▸ **Point annotation records**:
▼
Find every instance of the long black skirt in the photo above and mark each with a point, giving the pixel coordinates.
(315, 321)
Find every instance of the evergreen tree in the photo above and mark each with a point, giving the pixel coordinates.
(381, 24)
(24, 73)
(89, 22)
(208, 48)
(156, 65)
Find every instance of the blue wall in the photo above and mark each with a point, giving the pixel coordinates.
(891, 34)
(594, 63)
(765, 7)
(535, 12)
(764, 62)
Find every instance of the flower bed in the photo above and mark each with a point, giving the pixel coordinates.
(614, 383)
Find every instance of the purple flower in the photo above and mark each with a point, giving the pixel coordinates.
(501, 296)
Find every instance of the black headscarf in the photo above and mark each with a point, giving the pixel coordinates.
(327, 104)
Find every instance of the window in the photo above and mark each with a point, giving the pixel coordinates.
▲
Repeat the lines above word for word, from the first through the last.

Find every instance of the long black skirt in the photo above and mark each with a point, giving the pixel coordinates.
(315, 321)
Find every instance of the evergreen tree in the photo above and mark each with a point, giving the pixel coordinates.
(381, 24)
(24, 73)
(89, 22)
(208, 48)
(156, 65)
Find every instance of the blue wall in the photo above and mark each with a point, giving the pixel coordinates.
(891, 34)
(594, 63)
(765, 7)
(535, 12)
(764, 62)
Find every instance of the flower bed in the photo above and mark each with a point, giving the pixel coordinates.
(614, 383)
Find every instance of the purple flower in the photo above and mark each with a point, giving the pixel coordinates.
(501, 296)
Find every instance of the black headscarf in the photo above and mark each with a point, giving the pixel coordinates.
(327, 104)
Find every instance of the window in the photo above and mark each with a point, giving the pixel coordinates.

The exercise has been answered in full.